GIVEN REQUEST: Transcribe only the part of the listing below that begins at the line containing "chair backrest, the" and runs to its final line, keeping both ends.

Point labeling examples

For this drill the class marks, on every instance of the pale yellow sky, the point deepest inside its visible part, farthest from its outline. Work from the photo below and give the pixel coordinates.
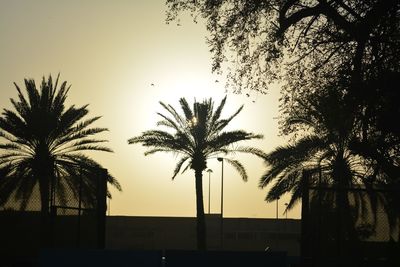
(111, 52)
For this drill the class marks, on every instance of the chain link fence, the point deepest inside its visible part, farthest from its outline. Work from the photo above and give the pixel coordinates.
(75, 219)
(349, 226)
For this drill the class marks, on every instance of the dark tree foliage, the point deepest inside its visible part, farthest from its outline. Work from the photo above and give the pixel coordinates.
(42, 145)
(196, 135)
(311, 37)
(308, 45)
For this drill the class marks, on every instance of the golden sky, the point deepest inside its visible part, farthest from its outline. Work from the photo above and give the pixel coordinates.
(112, 52)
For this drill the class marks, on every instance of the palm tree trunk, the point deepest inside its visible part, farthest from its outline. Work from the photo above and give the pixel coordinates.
(200, 224)
(44, 187)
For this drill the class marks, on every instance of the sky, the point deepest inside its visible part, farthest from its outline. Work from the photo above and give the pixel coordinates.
(122, 58)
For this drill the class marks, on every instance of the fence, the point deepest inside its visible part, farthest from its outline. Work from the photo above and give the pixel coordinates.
(76, 217)
(349, 226)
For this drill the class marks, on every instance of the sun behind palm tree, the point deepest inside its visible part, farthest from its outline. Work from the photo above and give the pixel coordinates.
(197, 135)
(42, 141)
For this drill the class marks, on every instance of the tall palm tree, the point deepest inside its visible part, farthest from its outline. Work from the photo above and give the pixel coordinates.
(197, 135)
(42, 145)
(327, 128)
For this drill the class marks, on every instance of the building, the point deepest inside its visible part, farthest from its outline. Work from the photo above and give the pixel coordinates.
(239, 234)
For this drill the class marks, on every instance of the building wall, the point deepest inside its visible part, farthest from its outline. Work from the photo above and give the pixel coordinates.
(244, 234)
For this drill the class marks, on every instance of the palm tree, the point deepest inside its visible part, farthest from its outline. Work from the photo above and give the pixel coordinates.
(198, 135)
(41, 148)
(327, 128)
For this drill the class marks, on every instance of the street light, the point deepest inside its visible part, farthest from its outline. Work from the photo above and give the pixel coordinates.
(286, 204)
(209, 189)
(222, 199)
(277, 207)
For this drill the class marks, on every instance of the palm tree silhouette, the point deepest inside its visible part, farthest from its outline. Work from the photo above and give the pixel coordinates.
(197, 135)
(41, 148)
(322, 150)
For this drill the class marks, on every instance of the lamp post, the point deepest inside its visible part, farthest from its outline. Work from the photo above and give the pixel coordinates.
(222, 200)
(209, 189)
(277, 199)
(286, 204)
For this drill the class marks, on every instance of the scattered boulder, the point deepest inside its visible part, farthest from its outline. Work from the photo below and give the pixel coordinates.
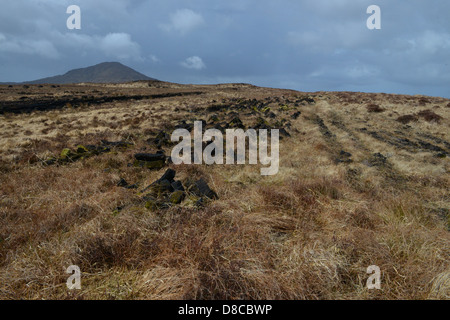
(407, 118)
(377, 160)
(177, 197)
(201, 188)
(296, 115)
(235, 123)
(344, 157)
(124, 184)
(150, 160)
(166, 192)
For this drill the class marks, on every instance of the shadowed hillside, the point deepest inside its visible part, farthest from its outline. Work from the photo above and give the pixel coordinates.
(107, 72)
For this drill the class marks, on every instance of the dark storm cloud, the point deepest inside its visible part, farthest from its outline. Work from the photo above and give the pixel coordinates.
(306, 45)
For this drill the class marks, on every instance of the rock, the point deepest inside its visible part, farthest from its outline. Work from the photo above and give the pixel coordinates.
(154, 165)
(82, 149)
(168, 175)
(160, 187)
(177, 186)
(150, 157)
(271, 115)
(151, 205)
(236, 123)
(284, 133)
(261, 123)
(201, 188)
(296, 115)
(177, 197)
(66, 154)
(377, 160)
(122, 183)
(344, 157)
(214, 118)
(117, 144)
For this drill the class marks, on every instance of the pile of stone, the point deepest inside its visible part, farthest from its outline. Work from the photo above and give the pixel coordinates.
(166, 192)
(68, 155)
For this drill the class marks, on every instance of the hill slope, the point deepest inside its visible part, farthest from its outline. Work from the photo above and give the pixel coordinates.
(106, 72)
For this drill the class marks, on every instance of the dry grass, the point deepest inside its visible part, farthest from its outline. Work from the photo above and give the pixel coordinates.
(309, 232)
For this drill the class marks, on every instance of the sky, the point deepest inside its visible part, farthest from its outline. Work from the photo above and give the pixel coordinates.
(305, 45)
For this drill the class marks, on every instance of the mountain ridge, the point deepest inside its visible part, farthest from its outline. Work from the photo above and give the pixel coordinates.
(105, 72)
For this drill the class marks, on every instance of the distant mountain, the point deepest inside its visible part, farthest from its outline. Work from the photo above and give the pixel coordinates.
(106, 72)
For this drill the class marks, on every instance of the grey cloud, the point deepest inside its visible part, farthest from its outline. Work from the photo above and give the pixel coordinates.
(305, 45)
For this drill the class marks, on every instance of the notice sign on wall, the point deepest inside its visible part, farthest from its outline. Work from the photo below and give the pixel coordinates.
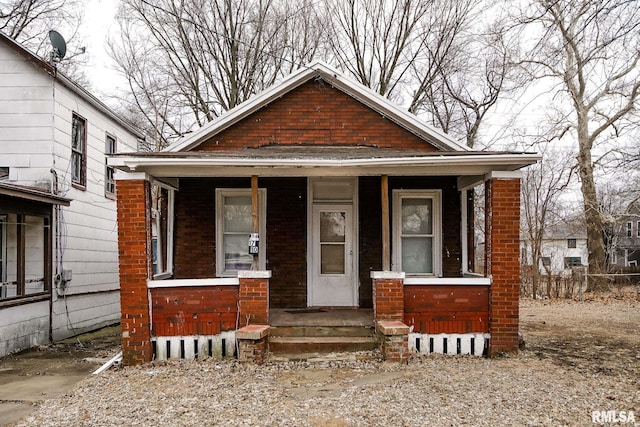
(254, 240)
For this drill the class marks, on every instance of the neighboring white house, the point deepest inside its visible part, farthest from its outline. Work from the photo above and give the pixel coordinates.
(564, 247)
(58, 236)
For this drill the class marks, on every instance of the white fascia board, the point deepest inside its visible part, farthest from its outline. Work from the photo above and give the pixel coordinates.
(354, 89)
(140, 163)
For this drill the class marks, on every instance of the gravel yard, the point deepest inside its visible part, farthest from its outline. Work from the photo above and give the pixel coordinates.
(579, 358)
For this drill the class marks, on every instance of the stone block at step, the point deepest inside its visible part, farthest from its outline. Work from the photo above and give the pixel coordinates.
(292, 345)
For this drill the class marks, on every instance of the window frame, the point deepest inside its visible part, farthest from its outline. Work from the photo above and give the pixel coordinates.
(220, 195)
(436, 234)
(166, 271)
(81, 182)
(109, 171)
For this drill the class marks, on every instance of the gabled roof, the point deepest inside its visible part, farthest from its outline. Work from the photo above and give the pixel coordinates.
(67, 82)
(314, 71)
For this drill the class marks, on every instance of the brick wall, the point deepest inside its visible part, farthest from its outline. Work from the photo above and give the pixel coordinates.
(202, 310)
(440, 309)
(315, 113)
(134, 243)
(502, 262)
(286, 241)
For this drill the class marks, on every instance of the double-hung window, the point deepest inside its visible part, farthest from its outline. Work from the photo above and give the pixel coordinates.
(233, 229)
(417, 232)
(109, 172)
(78, 151)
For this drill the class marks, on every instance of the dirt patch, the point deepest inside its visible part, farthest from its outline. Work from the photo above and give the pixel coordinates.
(599, 335)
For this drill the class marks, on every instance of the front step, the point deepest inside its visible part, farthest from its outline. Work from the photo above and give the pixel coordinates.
(322, 331)
(321, 344)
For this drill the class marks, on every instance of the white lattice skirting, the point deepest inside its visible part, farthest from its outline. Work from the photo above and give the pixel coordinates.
(222, 346)
(474, 344)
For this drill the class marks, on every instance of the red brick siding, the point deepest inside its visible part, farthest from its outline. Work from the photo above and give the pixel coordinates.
(315, 113)
(254, 302)
(503, 262)
(134, 245)
(206, 310)
(388, 299)
(286, 242)
(437, 309)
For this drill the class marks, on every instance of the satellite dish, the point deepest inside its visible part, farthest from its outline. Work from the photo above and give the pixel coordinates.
(59, 45)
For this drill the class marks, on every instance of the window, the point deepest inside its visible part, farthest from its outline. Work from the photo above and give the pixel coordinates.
(109, 181)
(416, 225)
(162, 204)
(572, 261)
(78, 151)
(233, 228)
(23, 246)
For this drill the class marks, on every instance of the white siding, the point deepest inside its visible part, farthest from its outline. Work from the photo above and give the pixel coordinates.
(35, 137)
(91, 240)
(23, 327)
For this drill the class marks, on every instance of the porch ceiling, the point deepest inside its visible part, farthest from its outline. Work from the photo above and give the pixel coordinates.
(296, 161)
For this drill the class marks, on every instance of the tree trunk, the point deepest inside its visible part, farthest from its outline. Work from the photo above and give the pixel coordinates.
(595, 234)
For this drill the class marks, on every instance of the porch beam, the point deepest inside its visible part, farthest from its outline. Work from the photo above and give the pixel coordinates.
(386, 247)
(255, 220)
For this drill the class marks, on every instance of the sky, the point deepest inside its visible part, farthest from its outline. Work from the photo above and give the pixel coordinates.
(98, 23)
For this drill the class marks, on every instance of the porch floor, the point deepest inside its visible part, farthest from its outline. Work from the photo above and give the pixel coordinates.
(326, 317)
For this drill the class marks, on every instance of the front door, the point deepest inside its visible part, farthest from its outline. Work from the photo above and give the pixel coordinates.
(332, 260)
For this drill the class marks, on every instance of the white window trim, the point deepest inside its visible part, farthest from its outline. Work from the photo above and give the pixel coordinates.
(221, 193)
(165, 271)
(436, 196)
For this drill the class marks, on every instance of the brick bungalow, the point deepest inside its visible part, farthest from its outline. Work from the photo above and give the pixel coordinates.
(315, 193)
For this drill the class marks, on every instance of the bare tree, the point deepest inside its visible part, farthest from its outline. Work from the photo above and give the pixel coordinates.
(189, 61)
(589, 48)
(458, 93)
(542, 186)
(376, 41)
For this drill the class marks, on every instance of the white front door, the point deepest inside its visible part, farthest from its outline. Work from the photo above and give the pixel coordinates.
(332, 260)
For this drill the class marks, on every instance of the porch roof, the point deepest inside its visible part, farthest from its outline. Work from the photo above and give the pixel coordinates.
(301, 160)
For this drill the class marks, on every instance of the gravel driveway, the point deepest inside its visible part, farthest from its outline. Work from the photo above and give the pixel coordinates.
(580, 358)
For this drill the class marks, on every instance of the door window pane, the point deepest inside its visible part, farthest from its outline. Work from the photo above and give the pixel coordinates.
(417, 254)
(332, 226)
(417, 216)
(236, 252)
(332, 259)
(237, 214)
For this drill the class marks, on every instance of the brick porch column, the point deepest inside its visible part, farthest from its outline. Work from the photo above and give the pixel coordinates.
(254, 297)
(388, 295)
(502, 259)
(134, 248)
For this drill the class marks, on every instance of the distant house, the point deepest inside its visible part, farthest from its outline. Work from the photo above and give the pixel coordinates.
(564, 248)
(624, 244)
(58, 231)
(316, 193)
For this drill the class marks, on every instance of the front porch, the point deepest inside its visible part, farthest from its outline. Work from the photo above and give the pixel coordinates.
(317, 193)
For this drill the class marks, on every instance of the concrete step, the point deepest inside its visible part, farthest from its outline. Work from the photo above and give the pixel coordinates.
(301, 345)
(322, 331)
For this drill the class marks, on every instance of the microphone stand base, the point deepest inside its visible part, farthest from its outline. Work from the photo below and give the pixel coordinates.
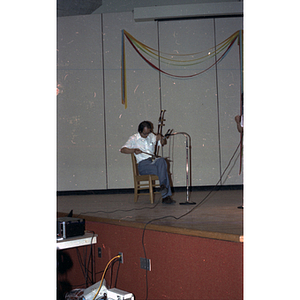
(187, 203)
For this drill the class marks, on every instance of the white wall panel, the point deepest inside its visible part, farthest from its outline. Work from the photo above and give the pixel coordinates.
(229, 98)
(80, 127)
(191, 103)
(142, 92)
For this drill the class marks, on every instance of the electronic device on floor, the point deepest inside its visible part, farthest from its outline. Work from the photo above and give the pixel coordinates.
(70, 227)
(104, 293)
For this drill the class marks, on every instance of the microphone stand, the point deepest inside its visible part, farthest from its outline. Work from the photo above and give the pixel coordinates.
(188, 148)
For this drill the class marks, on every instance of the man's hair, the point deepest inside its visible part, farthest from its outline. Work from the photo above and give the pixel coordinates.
(144, 124)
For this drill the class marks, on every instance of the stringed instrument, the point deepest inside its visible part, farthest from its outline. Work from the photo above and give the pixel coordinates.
(160, 126)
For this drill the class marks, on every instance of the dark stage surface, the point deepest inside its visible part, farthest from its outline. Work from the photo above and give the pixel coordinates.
(215, 214)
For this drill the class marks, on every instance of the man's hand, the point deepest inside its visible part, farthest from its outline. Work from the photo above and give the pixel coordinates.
(130, 150)
(137, 151)
(161, 138)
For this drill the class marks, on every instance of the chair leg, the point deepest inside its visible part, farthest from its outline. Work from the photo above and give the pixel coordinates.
(151, 190)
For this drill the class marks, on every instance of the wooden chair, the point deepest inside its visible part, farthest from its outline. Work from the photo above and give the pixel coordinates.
(143, 182)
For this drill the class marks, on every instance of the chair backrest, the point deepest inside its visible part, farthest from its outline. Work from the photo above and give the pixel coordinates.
(134, 165)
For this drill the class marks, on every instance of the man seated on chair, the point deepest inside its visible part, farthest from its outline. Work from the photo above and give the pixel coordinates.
(141, 144)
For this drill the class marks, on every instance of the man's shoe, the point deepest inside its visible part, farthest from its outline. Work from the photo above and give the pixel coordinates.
(168, 200)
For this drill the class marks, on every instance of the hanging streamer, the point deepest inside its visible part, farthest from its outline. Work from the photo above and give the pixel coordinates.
(173, 59)
(241, 52)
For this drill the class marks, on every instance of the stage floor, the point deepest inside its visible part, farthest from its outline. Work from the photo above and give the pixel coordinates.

EXPECTED OUTPUT:
For this drill the class marks, on every instance of the chair backrest, the point deepest inside its visible part, farthest from its outline. Work from the photo above and give the pixel coordinates.
(134, 165)
For this drill the class marks, on every instance of the man seated on chair, the point deepest inside its visible part, farthest from its outline. Work from the photo above and give the pixel coordinates.
(141, 144)
For this drill the class marks, on every instance of the man's shoe, the point deepest inside its visible part, farthest from its outline. Work from the photo above and give the pixel coordinates.
(168, 200)
For this drill the class marks, on every instance of the hanging streamer, the point deepest inside its visible part, farthest from its outline. Work from the photo above and give the pixel coordinates.
(173, 59)
(241, 52)
For this drill the class marks, on every instance of the stage floor, the point deepest inside its visible part, farthest from its outline. Work from the photo above and give the pixel coordinates.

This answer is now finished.